Exercise
Keep only the lines of the listing that include the word "bracket", and copy them.
◆ ◆ ◆
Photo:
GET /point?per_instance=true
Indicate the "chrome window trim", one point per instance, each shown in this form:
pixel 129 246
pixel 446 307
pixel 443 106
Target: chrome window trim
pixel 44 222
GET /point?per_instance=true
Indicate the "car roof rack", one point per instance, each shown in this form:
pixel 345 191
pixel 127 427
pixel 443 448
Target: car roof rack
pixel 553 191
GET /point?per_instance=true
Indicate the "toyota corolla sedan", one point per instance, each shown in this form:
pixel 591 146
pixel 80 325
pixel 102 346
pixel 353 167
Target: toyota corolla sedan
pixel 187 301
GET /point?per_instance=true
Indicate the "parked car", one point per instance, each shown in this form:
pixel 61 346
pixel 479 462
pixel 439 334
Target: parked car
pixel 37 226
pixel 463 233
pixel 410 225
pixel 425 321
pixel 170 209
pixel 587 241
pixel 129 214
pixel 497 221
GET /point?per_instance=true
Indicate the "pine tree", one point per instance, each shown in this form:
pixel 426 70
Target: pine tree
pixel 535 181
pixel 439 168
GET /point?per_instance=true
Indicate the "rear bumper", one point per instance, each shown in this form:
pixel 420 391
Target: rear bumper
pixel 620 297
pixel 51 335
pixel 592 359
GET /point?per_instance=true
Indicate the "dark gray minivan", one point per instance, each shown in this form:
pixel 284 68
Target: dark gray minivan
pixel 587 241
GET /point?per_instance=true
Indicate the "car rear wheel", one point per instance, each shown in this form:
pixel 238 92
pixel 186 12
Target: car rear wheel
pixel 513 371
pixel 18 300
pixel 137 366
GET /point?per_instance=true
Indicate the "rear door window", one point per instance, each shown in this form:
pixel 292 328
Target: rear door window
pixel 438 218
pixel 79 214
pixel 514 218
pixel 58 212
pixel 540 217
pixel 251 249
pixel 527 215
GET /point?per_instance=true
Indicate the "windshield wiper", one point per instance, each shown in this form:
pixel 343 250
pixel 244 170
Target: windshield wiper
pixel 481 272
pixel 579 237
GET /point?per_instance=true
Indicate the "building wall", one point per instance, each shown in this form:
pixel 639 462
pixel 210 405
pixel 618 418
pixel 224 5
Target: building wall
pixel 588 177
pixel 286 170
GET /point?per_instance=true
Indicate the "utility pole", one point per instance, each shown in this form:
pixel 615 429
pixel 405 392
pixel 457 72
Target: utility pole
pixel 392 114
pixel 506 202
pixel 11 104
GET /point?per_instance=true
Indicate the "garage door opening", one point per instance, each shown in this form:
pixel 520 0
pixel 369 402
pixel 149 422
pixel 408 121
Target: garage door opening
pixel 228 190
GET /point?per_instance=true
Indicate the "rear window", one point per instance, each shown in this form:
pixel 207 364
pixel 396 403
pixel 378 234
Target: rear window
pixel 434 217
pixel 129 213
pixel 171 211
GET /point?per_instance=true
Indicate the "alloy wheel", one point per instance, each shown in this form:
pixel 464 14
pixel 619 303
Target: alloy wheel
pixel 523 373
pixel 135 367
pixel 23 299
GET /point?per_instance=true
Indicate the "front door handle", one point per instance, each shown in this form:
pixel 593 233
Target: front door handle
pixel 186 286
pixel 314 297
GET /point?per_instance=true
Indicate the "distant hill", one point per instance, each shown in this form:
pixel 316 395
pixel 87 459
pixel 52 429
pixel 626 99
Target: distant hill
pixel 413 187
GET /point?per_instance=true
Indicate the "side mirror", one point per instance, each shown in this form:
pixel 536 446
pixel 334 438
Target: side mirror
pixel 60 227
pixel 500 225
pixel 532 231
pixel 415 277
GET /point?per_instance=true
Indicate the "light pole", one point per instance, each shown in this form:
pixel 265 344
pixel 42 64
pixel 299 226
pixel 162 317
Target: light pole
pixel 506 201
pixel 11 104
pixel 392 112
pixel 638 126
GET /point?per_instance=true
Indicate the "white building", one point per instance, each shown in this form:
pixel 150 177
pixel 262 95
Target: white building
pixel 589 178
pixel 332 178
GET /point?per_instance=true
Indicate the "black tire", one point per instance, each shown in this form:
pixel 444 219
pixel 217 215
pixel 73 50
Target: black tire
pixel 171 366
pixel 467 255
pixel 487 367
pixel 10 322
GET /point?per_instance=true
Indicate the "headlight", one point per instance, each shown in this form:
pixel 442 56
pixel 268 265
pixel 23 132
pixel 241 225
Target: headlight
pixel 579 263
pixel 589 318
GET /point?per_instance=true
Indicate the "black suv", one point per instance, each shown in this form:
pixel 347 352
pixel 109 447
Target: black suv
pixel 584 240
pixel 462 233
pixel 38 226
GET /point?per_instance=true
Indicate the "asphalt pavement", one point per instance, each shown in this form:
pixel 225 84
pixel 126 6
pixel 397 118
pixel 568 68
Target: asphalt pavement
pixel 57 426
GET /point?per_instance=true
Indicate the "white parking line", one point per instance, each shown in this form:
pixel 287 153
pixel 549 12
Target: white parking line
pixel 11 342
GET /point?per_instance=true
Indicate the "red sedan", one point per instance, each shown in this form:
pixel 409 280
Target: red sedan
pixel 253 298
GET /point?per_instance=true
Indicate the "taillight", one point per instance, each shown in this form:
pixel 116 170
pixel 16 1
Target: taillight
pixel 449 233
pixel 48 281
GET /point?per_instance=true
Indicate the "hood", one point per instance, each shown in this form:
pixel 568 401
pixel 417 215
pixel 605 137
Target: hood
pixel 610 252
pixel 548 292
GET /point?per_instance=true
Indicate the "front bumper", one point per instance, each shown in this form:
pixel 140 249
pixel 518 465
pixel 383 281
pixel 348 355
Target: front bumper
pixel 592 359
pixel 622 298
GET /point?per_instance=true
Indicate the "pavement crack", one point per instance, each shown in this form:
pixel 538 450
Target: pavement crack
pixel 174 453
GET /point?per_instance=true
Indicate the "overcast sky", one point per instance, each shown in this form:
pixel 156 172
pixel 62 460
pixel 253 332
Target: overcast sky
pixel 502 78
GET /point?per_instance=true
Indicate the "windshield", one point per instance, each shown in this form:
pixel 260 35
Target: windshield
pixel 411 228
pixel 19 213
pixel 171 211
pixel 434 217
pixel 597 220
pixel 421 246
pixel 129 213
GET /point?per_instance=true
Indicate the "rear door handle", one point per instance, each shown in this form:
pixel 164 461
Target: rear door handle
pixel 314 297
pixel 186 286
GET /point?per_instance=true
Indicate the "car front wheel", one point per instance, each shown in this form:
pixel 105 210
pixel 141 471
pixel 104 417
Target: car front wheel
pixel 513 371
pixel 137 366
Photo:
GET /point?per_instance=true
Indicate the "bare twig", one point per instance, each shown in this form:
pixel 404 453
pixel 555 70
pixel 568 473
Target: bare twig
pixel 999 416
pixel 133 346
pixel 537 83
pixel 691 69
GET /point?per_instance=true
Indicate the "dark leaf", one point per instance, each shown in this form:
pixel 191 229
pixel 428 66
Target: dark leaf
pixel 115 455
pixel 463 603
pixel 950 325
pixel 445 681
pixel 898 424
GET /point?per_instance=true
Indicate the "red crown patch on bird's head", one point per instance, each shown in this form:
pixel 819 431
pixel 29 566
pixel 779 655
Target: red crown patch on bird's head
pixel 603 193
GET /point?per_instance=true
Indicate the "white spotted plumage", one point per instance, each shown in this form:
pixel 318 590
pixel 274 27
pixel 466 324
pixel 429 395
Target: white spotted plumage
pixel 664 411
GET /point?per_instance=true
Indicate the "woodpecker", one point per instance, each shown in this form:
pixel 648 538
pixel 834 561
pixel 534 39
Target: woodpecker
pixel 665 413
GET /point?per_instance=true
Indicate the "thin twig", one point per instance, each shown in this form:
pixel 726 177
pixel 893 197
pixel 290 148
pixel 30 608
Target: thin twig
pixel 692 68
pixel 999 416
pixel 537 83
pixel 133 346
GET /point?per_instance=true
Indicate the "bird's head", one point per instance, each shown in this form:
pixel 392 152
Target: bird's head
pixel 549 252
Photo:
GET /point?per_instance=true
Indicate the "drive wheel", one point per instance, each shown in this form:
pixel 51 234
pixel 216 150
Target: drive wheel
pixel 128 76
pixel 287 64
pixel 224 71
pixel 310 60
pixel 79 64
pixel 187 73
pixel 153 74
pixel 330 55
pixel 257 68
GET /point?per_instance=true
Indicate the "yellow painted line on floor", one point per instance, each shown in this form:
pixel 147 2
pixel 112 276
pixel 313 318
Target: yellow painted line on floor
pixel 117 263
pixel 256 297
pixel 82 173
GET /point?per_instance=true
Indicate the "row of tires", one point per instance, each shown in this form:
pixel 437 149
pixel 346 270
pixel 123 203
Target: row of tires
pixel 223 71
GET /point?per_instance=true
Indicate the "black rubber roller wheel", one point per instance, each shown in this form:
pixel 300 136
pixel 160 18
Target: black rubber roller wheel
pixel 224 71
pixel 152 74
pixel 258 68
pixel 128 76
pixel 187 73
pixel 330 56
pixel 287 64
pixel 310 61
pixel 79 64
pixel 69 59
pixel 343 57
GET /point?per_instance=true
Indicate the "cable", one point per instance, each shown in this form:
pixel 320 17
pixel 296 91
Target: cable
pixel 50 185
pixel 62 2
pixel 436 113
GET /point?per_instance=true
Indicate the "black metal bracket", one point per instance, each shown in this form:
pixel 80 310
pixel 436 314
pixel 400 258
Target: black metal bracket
◆ ◆ ◆
Answer below
Indicate the "black metal bracket", one point per instance, each shown in this form:
Target: black metal bracket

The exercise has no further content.